* start Supplied material *

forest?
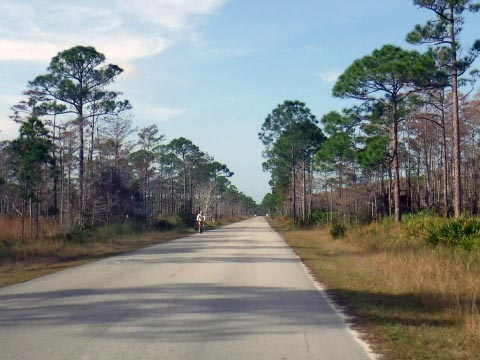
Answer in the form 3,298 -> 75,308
0,46 -> 256,239
258,0 -> 480,224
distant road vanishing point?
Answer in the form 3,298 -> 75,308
0,217 -> 372,360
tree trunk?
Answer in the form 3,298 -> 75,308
450,2 -> 462,218
392,100 -> 402,222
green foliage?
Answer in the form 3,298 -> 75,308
312,210 -> 328,224
10,116 -> 52,201
330,221 -> 347,239
426,218 -> 480,251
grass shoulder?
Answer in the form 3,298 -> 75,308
0,218 -> 243,287
271,220 -> 480,359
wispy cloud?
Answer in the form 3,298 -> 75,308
141,106 -> 186,122
0,0 -> 227,65
315,70 -> 342,84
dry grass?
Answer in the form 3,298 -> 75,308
275,218 -> 480,359
0,217 -> 248,287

* end Supplied material *

Rewrite all of the items above as a Markdown table with two columns, Row and Line, giving each line a row number and omitting blank lines. Leave the pictures out of the answer.

• _Response to this task_:
| Row | Line |
|---|---|
| 1 | forest? |
| 2 | Answer in the form 3,298 -> 75,308 |
| 3 | 0,46 -> 256,239 |
| 4 | 258,0 -> 480,224 |
| 5 | distant road vanishing point? |
| 6 | Answer in the form 3,298 -> 75,308 |
| 7 | 0,217 -> 372,360 |
| 8 | tree trunk? |
| 9 | Answer in the form 3,298 -> 75,308 |
| 10 | 450,2 -> 462,218 |
| 11 | 392,100 -> 402,222 |
| 12 | green foliage? |
| 13 | Answer in the form 3,298 -> 75,308 |
| 14 | 312,210 -> 328,224 |
| 15 | 10,116 -> 52,201 |
| 16 | 330,221 -> 347,239 |
| 17 | 426,218 -> 480,251 |
| 18 | grass shoulder? |
| 19 | Answer in the form 3,298 -> 75,308 |
| 20 | 0,218 -> 243,287 |
| 21 | 271,220 -> 480,359 |
| 22 | wispy cloud? |
| 23 | Answer in the form 3,298 -> 75,308 |
| 24 | 141,106 -> 186,122 |
| 25 | 0,0 -> 227,65 |
| 26 | 315,70 -> 342,84 |
| 27 | dry grass? |
| 28 | Answer in the form 3,298 -> 75,308 |
| 29 | 275,218 -> 480,359 |
| 30 | 0,217 -> 248,287 |